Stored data

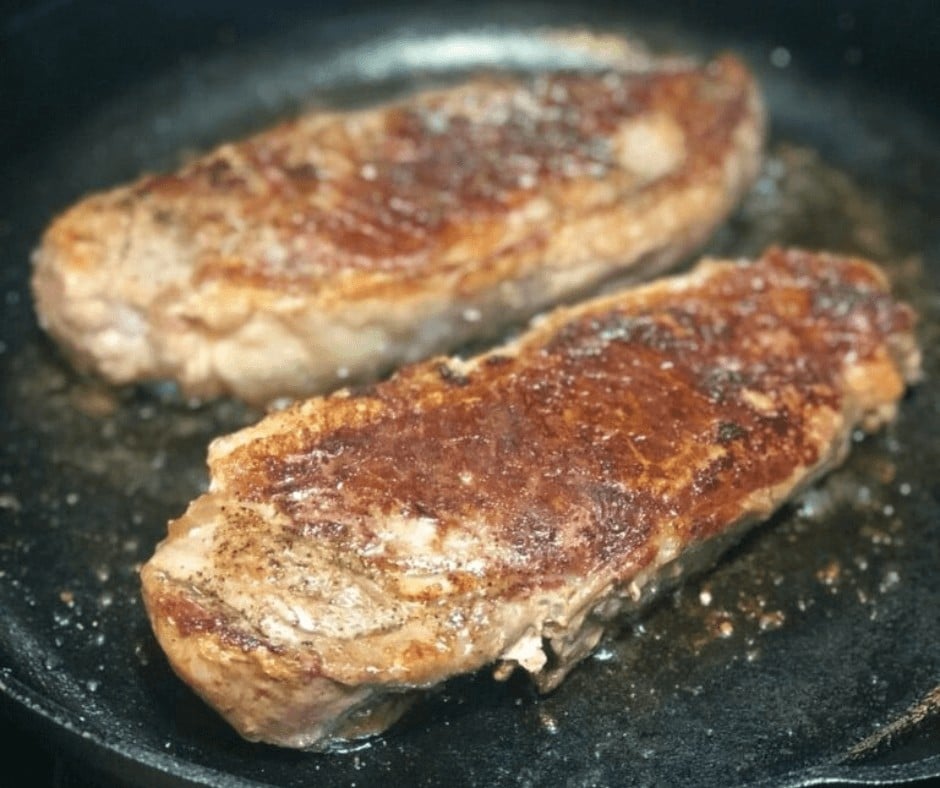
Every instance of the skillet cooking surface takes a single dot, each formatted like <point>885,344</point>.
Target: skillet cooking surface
<point>809,653</point>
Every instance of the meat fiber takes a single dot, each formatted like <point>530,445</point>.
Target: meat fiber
<point>356,549</point>
<point>334,247</point>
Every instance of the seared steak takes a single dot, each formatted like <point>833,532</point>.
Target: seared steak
<point>501,511</point>
<point>334,247</point>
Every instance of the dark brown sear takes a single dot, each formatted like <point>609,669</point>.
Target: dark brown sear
<point>504,510</point>
<point>334,247</point>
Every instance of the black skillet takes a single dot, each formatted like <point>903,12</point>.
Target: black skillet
<point>811,654</point>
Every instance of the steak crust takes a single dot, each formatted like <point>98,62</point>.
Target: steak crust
<point>334,247</point>
<point>502,511</point>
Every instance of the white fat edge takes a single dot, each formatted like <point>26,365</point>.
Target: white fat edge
<point>527,651</point>
<point>186,557</point>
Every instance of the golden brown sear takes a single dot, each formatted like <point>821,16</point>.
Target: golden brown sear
<point>503,510</point>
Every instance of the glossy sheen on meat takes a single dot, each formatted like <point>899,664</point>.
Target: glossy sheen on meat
<point>334,247</point>
<point>501,511</point>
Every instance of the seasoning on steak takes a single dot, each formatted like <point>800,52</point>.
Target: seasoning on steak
<point>334,247</point>
<point>502,511</point>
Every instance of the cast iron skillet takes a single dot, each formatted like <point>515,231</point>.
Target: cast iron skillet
<point>809,655</point>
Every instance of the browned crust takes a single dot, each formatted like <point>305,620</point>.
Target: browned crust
<point>545,479</point>
<point>346,243</point>
<point>632,412</point>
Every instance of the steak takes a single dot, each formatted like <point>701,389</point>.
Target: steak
<point>336,246</point>
<point>502,511</point>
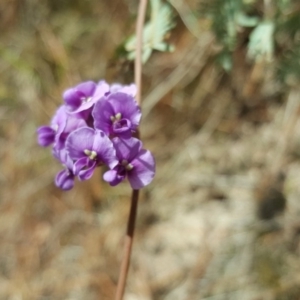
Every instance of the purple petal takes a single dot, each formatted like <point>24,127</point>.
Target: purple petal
<point>112,177</point>
<point>127,106</point>
<point>78,141</point>
<point>46,136</point>
<point>79,97</point>
<point>101,89</point>
<point>105,149</point>
<point>72,98</point>
<point>80,164</point>
<point>64,180</point>
<point>127,148</point>
<point>59,120</point>
<point>127,89</point>
<point>64,158</point>
<point>87,173</point>
<point>143,170</point>
<point>118,103</point>
<point>102,112</point>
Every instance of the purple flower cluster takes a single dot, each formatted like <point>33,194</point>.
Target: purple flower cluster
<point>94,127</point>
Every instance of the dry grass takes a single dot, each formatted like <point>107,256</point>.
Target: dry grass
<point>198,236</point>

# Work to be completed:
Reproduce all of the records with "takes a single dot" swapped for "receives one dot" and everything else left unchanged, omitting the pictures.

# Exercise output:
Every instance of the skillet cooking surface receives one dot, each formatted like <point>885,344</point>.
Target: skillet cooking surface
<point>809,653</point>
Every instance of the meat fiber receives one dot, each formatted like <point>530,445</point>.
Target: meat fiber
<point>356,549</point>
<point>334,247</point>
Every instance of the seared steak receives one dot, each formatted like <point>833,532</point>.
Target: seared steak
<point>501,511</point>
<point>334,247</point>
Every instance of the dark brown sear receives one dot, each formatted like <point>609,669</point>.
Target: dark brown sear
<point>504,510</point>
<point>334,247</point>
Every instance of the black skillet receives one dot, each formatted like <point>903,12</point>.
Target: black skillet
<point>811,654</point>
Every instance of the steak crust receives one dot, each formatted like <point>98,62</point>.
Target: steak crust
<point>334,247</point>
<point>502,511</point>
Every instance of the white fat edge receives one dot, each formatted like <point>26,365</point>.
Target: white fat edge
<point>527,651</point>
<point>186,557</point>
Every instance of the golden brown sear receives one dot, each formatted like <point>821,16</point>.
Target: golden brown sear
<point>503,510</point>
Every instance of the glossy sheen on meat receives one dot, each formatted like <point>899,664</point>.
Target: glossy sheen on meat
<point>334,247</point>
<point>501,511</point>
Every instance of the seasoning on steak receives one dot, each formatted like <point>800,52</point>.
Target: seasoning on steak
<point>334,247</point>
<point>502,511</point>
Every instance of the cast iron skillet receives one dot, each formatted like <point>515,231</point>.
Target: cast iron skillet
<point>809,655</point>
Every instance of the browned crust receives one dot, each formatted like <point>305,620</point>.
Target: browned crust
<point>545,479</point>
<point>346,243</point>
<point>632,412</point>
Every instance of the steak receives one dot, each formatted like <point>701,389</point>.
Target: steak
<point>336,246</point>
<point>502,511</point>
Every instance of the purple petal receives one dot, each formatted like <point>24,127</point>.
Target: purple petal
<point>112,177</point>
<point>127,106</point>
<point>78,141</point>
<point>46,136</point>
<point>79,97</point>
<point>101,89</point>
<point>105,149</point>
<point>72,98</point>
<point>80,164</point>
<point>64,180</point>
<point>127,148</point>
<point>59,120</point>
<point>127,89</point>
<point>64,158</point>
<point>87,173</point>
<point>143,170</point>
<point>118,103</point>
<point>102,112</point>
Every instance of the purple flower cluster receives one dot, each formatted like <point>33,194</point>.
Target: purple flower cluster
<point>94,127</point>
Every instance of the dry grass receives one dot, each formatted like <point>107,256</point>.
Target: dry grass
<point>198,236</point>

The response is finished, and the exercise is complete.